=== EXERCISE MATERIAL ===

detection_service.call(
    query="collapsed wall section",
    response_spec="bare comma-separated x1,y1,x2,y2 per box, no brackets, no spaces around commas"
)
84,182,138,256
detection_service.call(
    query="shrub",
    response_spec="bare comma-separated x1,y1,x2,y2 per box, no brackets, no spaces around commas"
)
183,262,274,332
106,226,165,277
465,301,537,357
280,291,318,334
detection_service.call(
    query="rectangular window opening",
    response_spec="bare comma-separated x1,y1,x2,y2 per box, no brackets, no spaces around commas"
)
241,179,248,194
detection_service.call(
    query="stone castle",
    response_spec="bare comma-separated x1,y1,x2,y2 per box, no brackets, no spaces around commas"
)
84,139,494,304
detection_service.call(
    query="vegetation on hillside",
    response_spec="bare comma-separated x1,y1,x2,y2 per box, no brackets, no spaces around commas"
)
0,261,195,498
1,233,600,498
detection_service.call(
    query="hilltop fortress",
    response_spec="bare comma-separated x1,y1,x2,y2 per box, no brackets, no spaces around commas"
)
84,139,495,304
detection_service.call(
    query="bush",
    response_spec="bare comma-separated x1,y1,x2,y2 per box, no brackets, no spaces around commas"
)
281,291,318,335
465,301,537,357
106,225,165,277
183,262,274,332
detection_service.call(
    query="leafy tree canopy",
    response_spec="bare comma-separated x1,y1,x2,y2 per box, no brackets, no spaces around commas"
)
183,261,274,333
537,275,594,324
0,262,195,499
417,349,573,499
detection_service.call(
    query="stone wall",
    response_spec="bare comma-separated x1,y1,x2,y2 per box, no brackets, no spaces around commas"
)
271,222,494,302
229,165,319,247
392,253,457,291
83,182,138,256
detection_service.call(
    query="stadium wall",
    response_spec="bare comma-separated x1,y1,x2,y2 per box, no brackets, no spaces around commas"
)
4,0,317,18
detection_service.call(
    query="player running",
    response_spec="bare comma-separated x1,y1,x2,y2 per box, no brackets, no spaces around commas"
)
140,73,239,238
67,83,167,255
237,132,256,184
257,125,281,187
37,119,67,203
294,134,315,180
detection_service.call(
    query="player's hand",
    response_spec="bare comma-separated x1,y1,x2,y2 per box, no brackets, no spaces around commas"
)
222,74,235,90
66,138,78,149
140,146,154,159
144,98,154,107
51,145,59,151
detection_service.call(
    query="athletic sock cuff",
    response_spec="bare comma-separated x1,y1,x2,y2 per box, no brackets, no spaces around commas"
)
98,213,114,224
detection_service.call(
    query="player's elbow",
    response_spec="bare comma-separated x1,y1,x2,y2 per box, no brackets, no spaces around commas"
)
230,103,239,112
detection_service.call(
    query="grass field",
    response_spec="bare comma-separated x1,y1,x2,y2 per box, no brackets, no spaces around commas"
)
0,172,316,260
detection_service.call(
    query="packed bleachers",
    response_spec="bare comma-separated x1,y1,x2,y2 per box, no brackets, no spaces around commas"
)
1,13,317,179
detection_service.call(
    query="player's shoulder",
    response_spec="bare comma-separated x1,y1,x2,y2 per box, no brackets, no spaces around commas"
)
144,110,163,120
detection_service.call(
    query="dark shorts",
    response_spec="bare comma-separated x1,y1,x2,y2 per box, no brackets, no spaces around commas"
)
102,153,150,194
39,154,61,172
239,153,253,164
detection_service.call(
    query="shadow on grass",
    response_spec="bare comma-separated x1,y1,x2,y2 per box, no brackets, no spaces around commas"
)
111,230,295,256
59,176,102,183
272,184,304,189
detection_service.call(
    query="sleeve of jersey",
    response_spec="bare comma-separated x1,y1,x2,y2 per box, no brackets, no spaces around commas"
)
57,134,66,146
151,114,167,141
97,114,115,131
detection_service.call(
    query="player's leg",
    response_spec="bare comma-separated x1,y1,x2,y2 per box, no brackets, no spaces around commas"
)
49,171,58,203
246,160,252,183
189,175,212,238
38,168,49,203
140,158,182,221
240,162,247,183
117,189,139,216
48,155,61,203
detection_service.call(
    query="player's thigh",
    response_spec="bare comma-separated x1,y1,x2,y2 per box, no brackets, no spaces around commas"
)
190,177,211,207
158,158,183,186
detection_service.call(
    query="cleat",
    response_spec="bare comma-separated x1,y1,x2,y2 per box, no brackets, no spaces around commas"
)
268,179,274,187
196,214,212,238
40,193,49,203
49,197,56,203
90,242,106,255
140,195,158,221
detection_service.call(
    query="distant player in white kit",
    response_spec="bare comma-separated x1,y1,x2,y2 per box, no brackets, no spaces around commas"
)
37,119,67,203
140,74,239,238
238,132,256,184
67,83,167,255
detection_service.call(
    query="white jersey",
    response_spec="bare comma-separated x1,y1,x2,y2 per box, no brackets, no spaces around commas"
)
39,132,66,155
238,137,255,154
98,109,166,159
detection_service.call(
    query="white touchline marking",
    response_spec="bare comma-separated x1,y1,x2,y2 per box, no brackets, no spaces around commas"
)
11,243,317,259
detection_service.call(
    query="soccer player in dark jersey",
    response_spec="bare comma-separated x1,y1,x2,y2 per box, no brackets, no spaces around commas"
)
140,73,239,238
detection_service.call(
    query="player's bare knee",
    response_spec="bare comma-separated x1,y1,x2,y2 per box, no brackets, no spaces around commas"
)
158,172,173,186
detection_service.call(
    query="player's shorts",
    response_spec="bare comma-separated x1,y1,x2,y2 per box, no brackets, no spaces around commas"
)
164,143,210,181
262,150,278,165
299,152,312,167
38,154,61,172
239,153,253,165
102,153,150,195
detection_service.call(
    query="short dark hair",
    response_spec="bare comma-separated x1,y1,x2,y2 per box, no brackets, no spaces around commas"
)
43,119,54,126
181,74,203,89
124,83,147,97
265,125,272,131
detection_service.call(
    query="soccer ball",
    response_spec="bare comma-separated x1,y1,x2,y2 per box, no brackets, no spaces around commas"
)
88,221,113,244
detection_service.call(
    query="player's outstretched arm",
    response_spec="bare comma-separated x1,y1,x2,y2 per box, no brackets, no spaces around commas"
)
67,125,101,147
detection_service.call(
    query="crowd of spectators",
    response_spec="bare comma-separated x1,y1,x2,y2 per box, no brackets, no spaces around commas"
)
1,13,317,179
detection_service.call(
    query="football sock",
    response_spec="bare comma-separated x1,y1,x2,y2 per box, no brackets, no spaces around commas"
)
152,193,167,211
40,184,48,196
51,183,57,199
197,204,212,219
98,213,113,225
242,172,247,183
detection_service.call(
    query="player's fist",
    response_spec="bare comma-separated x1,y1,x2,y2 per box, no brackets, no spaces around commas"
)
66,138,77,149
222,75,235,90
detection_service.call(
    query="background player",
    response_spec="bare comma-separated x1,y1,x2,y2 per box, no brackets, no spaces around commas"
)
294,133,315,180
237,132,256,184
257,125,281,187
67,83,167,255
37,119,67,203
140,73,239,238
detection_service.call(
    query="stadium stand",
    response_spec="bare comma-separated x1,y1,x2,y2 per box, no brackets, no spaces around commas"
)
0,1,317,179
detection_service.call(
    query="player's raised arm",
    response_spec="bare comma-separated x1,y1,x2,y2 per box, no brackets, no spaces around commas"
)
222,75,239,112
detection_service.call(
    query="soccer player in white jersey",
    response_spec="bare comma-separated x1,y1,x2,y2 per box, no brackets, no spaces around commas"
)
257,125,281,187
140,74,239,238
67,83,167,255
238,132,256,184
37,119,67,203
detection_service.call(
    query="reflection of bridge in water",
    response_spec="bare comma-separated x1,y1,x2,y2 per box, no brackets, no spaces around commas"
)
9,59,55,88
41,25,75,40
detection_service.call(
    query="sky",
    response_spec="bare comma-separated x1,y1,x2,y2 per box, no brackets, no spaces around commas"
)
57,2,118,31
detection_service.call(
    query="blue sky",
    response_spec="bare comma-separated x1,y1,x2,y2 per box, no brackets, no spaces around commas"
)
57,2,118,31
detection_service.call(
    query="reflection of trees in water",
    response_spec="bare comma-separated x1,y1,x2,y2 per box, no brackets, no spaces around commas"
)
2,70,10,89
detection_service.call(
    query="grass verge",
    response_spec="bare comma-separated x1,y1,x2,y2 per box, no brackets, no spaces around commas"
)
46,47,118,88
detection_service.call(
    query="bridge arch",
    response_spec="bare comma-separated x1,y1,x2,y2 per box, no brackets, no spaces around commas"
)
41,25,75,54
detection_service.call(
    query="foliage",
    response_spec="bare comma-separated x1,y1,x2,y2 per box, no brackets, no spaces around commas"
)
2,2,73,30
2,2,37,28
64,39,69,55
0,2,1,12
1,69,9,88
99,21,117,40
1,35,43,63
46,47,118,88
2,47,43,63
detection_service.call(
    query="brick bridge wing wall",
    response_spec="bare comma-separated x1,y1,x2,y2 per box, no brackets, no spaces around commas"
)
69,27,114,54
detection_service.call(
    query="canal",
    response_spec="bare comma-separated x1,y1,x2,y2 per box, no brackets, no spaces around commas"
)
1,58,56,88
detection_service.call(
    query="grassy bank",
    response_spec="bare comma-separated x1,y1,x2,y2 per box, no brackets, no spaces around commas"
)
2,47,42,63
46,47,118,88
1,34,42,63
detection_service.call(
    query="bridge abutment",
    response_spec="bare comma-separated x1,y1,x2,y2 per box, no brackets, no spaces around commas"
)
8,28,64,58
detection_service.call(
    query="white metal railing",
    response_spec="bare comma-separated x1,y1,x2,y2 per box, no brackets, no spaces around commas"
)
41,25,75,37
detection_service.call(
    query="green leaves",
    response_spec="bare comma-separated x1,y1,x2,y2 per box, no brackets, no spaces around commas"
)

===

Determine how many lines above contain "stadium" and respond with that number only.

2